**Passage:**

== == ==

Ontario Land Tribunal
Tribunal ontarien de l’aménagement du territoire
ISSUE DATE: April 07, 2026
CASE NO(S).: OLT-25-000468
PROCEEDING COMMENCED UNDER subsection 26(1) of the Expropriations Act, R.S.O. 1990, c. E.26, as amended
Claimant: K & S Land Holding Co. Ltd.
Respondent: The Corporation of the City of Windsor
Description: Determination of compensation
Reference Number: Plan of Expropriation CE1118437
Property Address: 490 Division Road
Municipality: Windsor
OLT Case No.: OLT-25-000468
OLT Lead Case No.: OLT-25-000468
OLT Case Name: K & S Land Holding Co. Ltd. v. The Corporation of the City of Windsor
PROCEEDING COMMENCED UNDER subsection 10(1) of the Ontario Land Tribunal Act, 2021, S.O. 2021, c. 4, Sched. 6
Request by: The Corporation of the City of Windsor
Request for: Request for Directions
Heard: March 31, 2026, in writing
APPEARANCES:
Parties
Counsel
K & S Land Holding Co. Ltd. ("KS" or "Claimant")
O. Sabo
The Corporation of the City of Windsor ("City" or "Respondent")
A. Farough
DECISION DELIVERED BY WILLIAM R. MIDDLETON AND ORDER OF THE TRIBUNAL
INTRODUCTION
1This proceeding is in respect of a claim for compensation brought against the City by KS pursuant to subsection 26(1) of the Expropriations Act, R.S.O. 1990, c. E.26, as amended ("Act"), arising from an expropriation by the City of certain property rights relating to the property municipally known as 490 Division Road, in the City ("Subject Property"). The Subject Property also features a Keg Restaurant, which operates under a leasing arrangement with the Claimant.

== == ==

(Position annotation records)
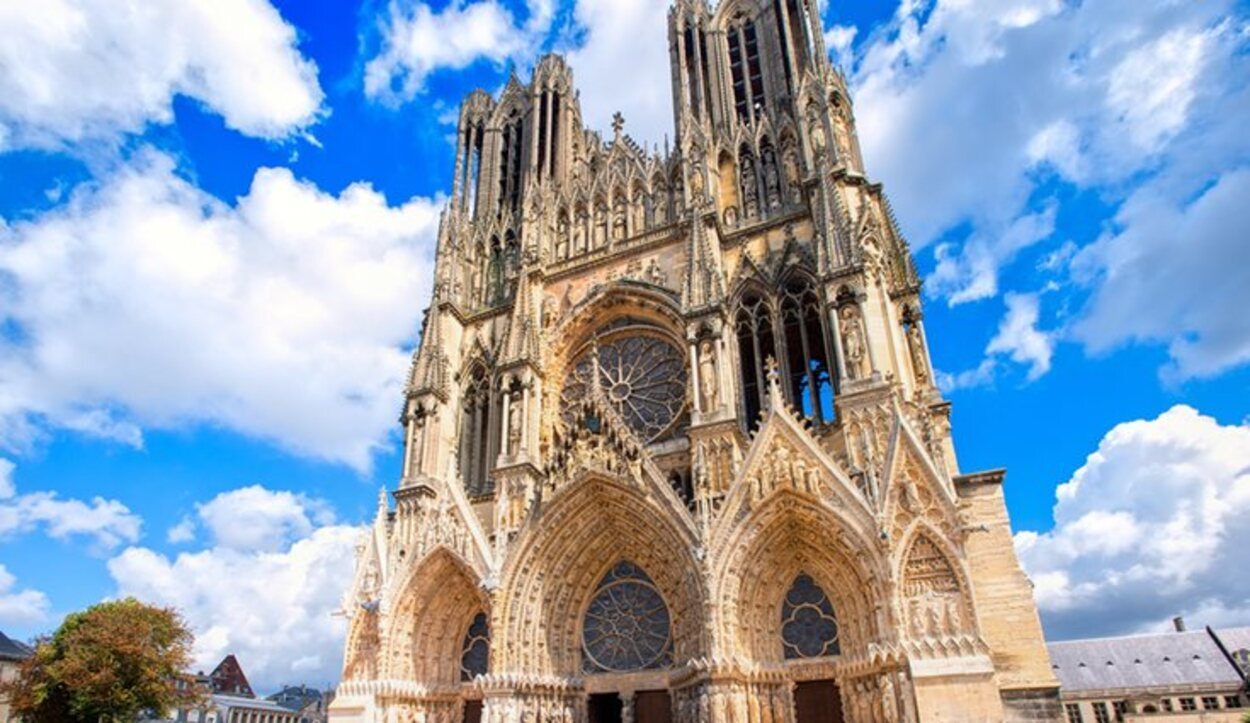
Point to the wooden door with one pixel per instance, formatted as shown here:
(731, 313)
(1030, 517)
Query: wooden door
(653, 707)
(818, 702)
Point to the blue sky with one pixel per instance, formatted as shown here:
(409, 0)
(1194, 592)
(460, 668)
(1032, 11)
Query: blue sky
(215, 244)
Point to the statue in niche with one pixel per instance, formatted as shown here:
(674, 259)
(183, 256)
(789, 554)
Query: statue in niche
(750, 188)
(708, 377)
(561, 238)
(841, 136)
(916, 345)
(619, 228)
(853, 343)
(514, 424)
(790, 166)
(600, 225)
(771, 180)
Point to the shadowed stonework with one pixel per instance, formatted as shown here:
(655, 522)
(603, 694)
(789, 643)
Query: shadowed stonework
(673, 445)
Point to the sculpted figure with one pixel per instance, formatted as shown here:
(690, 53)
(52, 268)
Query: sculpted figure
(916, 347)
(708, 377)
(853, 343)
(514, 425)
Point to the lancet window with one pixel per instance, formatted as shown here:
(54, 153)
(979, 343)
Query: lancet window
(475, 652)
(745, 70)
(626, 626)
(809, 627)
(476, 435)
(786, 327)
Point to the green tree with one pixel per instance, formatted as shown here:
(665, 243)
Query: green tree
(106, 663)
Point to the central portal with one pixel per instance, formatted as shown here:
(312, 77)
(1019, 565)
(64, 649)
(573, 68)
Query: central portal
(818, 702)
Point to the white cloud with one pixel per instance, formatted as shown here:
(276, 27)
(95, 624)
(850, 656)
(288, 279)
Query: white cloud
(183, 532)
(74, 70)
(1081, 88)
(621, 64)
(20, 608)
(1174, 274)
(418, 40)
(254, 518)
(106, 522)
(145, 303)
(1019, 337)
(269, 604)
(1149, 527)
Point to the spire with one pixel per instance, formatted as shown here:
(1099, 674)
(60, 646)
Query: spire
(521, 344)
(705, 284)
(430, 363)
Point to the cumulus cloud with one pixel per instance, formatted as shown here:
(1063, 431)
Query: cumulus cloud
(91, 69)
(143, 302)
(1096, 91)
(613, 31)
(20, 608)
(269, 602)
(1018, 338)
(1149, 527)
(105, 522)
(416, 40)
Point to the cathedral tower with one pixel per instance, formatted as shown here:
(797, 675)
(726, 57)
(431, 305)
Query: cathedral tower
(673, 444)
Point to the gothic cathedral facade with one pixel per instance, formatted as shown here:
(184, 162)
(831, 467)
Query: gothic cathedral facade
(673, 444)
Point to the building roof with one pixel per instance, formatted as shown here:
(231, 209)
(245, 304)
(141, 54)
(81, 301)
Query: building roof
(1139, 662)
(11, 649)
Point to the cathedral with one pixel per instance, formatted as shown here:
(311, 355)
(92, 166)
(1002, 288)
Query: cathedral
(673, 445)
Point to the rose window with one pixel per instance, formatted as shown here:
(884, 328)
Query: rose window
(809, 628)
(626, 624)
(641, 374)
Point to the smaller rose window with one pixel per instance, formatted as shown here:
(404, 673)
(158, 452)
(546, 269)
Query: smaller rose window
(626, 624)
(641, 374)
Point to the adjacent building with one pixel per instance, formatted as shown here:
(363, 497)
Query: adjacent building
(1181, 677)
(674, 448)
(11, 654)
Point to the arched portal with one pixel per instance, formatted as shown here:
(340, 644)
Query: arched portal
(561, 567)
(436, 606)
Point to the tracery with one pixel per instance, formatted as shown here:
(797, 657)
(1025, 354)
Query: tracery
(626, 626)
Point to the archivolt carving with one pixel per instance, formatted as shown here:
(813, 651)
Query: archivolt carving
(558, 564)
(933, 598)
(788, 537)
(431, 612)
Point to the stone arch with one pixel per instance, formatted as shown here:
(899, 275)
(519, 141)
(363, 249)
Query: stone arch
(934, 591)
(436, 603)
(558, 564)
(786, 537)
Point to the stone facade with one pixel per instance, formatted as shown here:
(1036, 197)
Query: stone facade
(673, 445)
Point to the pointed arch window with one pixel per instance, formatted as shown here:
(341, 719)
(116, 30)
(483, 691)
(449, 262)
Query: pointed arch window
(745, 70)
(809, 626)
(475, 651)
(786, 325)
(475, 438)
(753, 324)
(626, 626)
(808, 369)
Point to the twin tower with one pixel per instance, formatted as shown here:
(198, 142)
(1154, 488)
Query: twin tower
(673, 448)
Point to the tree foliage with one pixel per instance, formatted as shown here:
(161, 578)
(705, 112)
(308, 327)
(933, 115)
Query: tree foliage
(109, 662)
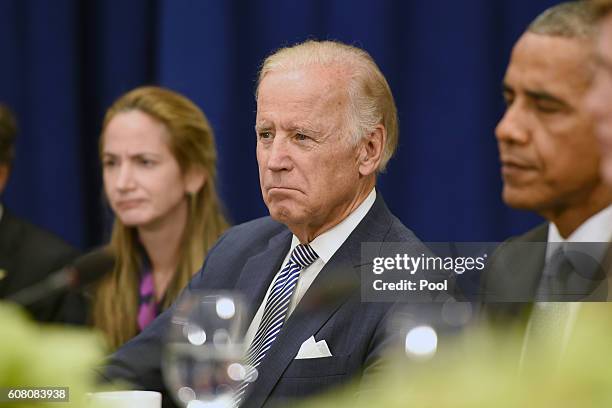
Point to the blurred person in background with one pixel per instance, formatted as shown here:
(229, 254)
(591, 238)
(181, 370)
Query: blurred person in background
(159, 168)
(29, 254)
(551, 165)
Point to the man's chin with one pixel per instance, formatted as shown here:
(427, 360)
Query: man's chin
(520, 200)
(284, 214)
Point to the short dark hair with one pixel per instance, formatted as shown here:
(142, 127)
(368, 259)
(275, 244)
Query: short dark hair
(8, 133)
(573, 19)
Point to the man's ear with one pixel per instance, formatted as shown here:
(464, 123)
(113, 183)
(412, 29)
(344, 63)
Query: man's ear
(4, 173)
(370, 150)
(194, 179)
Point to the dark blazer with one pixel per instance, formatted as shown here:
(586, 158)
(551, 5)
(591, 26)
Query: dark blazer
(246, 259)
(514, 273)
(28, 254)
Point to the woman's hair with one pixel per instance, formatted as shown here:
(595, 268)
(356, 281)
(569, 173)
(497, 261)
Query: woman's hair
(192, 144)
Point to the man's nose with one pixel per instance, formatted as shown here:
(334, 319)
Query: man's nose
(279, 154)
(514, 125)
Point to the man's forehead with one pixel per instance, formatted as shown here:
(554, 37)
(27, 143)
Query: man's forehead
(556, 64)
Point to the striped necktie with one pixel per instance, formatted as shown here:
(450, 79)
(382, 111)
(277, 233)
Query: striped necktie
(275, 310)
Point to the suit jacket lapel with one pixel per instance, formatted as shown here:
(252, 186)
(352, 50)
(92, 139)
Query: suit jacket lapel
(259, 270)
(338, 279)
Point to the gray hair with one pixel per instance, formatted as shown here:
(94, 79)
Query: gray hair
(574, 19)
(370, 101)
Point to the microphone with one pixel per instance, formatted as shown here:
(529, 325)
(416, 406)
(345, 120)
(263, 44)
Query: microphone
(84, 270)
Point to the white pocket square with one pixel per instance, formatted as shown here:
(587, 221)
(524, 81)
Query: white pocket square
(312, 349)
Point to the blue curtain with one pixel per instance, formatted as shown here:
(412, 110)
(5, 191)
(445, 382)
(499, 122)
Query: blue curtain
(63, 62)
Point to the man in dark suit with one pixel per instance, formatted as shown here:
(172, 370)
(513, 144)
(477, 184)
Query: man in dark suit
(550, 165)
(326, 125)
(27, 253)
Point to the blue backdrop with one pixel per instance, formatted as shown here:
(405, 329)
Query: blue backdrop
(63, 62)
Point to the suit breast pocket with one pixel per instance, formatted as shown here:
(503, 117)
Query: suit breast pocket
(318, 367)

== == ==

**Exercises:**
(a) According to the tribunal decision, what business operates on the Subject Property under a leasing arrangement with the Claimant?
(b) For each statement below, state whether it agrees with the tribunal decision: (i) The matter was heard in writing on March 31, 2026. (ii) The Request for Directions was made by K & S Land Holding Co. Ltd. (iii) The decision was delivered by William R. Middleton.

**Responses by task:**
(a) A Keg Restaurant.

(b)
(i) Yes: "Heard: March 31, 2026, in writing"
(ii) No: "Request by: The Corporation of the City of Windsor"
(iii) Yes: "DECISION DELIVERED BY WILLIAM R. MIDDLETON"